### Brief A
List each employer of Hari Dang that the career section of the text about him names.
### Brief B
Answer these questions from the text about Hari Dang:
(i) What height does the text give for Mt. Jaonli?
(ii) In what subject did Dang receive his bachelor's degree?
(iii) In what year did he take up the post of Rector at St. Paul's School?

### Supplied text
Hari Dang (1935-2016) was an Indian educationist and a mountaineer. While at The Doon School, he led the schoolboys on the first Indian expedition to Mt. Jaonli (6,632 m) in 1965.

==Education==
Dang was schooled at Modern School, Delhi, and then went to St. Stephen's College, Delhi where he received a bachelor's degree in chemistry. He graduated in 1955.

==Career==
Dang worked as a journalist with The Statesman in Kolkata before joining The Doon School in 1959 as a chemistry teacher. At Doon, he led the boys on many mountaineering expeditions, including the first ascent of Jaonli peak. He left Doon in 1970 to become the principal of The Air Force School in New Delhi. He remained there for seven years and then took up the post of Rector at St. Paul's School, Darjeeling in 1977. He left St. Paul's in 1984 to head the Army Public School, Dhaula Kuan in New Delhi, where he remained till 1990. After retiring as principal in 1990, Dang served on various education boards and worked towards establishing model primary schools in rural, tribal and tribal areas of India.

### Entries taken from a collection
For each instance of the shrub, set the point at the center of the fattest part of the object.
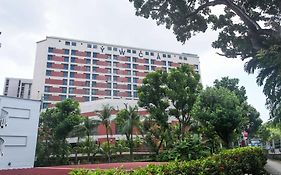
(239, 161)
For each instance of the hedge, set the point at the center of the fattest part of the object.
(238, 161)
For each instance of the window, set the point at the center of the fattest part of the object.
(65, 66)
(50, 57)
(94, 92)
(88, 54)
(88, 61)
(88, 68)
(94, 69)
(95, 55)
(115, 78)
(66, 59)
(87, 91)
(71, 82)
(73, 52)
(65, 74)
(71, 90)
(50, 49)
(45, 105)
(49, 65)
(108, 85)
(86, 98)
(115, 85)
(135, 94)
(63, 89)
(73, 59)
(87, 83)
(62, 97)
(66, 51)
(88, 76)
(135, 80)
(72, 74)
(94, 84)
(115, 93)
(48, 72)
(115, 71)
(47, 89)
(108, 70)
(94, 76)
(72, 67)
(64, 81)
(135, 87)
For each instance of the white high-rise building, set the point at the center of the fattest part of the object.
(88, 71)
(17, 87)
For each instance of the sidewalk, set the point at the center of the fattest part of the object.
(273, 167)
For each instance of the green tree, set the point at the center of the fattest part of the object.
(248, 29)
(57, 123)
(219, 109)
(152, 97)
(183, 87)
(251, 117)
(104, 116)
(129, 119)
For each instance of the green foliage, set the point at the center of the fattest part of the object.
(188, 149)
(219, 109)
(248, 29)
(129, 119)
(247, 160)
(54, 126)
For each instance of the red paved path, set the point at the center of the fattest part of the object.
(63, 170)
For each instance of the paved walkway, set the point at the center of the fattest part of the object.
(273, 167)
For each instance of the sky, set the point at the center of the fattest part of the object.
(25, 22)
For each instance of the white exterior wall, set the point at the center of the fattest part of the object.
(17, 87)
(20, 134)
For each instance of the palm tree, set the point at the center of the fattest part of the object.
(104, 117)
(129, 119)
(81, 130)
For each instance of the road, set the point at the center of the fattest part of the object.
(273, 167)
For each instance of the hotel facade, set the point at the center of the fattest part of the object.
(89, 71)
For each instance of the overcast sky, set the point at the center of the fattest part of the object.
(25, 22)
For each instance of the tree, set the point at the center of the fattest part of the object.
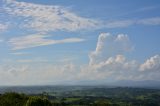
(37, 101)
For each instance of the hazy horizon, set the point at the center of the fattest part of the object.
(60, 42)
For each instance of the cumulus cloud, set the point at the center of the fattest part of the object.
(109, 62)
(35, 40)
(152, 64)
(109, 45)
(48, 18)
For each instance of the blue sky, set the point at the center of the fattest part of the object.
(68, 42)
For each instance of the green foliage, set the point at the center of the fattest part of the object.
(37, 101)
(13, 99)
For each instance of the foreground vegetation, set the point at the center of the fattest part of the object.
(85, 97)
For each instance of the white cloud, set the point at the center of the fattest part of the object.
(150, 21)
(152, 64)
(45, 18)
(35, 40)
(3, 27)
(48, 18)
(109, 45)
(119, 23)
(113, 66)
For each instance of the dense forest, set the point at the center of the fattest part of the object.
(85, 97)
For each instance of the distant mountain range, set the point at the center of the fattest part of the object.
(124, 83)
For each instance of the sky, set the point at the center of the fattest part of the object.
(50, 42)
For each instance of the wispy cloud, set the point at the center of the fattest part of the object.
(48, 18)
(3, 27)
(35, 40)
(19, 53)
(45, 18)
(150, 21)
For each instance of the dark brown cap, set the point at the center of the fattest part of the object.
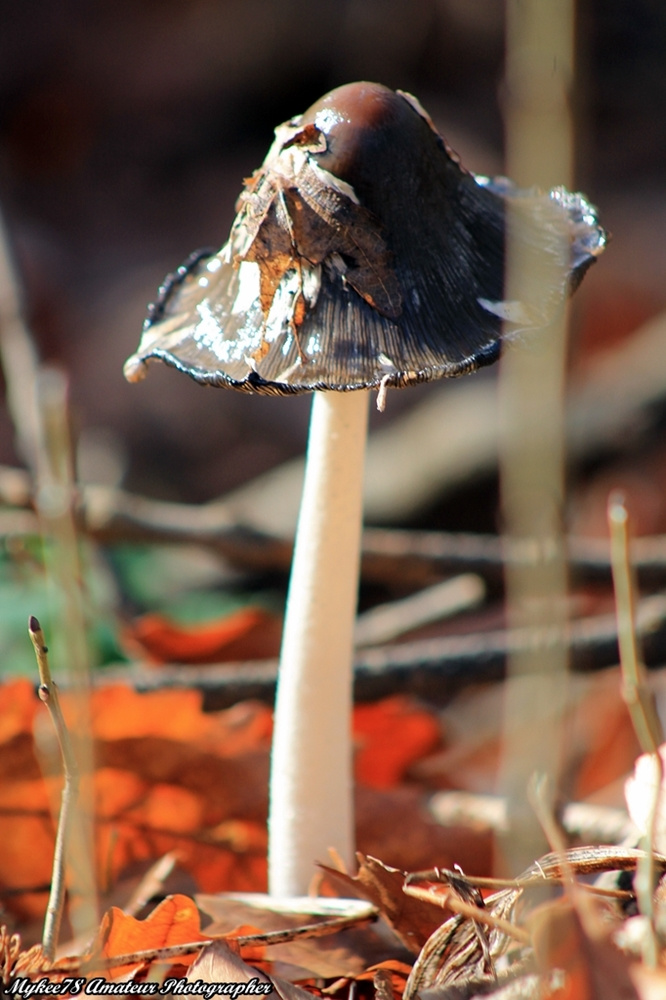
(362, 255)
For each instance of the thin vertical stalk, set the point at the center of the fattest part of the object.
(539, 72)
(311, 767)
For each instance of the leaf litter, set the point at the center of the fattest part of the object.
(160, 754)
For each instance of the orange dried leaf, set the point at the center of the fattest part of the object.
(248, 634)
(174, 921)
(390, 736)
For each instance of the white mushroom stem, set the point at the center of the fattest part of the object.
(311, 771)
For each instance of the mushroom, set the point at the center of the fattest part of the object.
(362, 256)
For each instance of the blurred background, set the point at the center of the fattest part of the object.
(126, 130)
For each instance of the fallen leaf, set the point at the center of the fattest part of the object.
(389, 736)
(174, 921)
(248, 634)
(580, 945)
(217, 963)
(412, 919)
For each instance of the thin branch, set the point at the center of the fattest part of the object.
(430, 668)
(48, 692)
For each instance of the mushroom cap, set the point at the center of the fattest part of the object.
(362, 255)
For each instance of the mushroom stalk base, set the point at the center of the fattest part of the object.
(311, 769)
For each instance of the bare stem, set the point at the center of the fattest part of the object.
(311, 766)
(48, 692)
(639, 701)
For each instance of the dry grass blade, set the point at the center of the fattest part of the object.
(454, 953)
(48, 692)
(639, 700)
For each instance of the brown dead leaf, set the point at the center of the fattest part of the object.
(217, 963)
(412, 919)
(344, 953)
(580, 945)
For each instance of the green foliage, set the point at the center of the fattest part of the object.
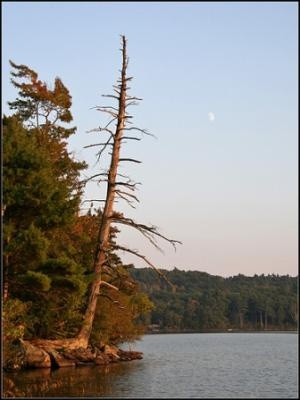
(207, 302)
(36, 281)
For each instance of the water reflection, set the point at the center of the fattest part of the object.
(87, 381)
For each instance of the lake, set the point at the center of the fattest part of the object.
(204, 365)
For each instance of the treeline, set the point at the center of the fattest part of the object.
(48, 244)
(201, 301)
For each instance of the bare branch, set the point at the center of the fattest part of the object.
(94, 176)
(111, 96)
(148, 231)
(134, 252)
(108, 285)
(97, 144)
(127, 194)
(91, 200)
(130, 138)
(130, 160)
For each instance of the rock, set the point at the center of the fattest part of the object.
(129, 355)
(112, 352)
(102, 359)
(58, 360)
(35, 357)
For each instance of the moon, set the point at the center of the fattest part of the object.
(211, 116)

### Answer area A
The Statesman
The Doon School
The Air Force School
St. Paul's School
Army Public School, Dhaula Kuan

### Answer area B
(i) 6,632 m
(ii) Chemistry
(iii) 1977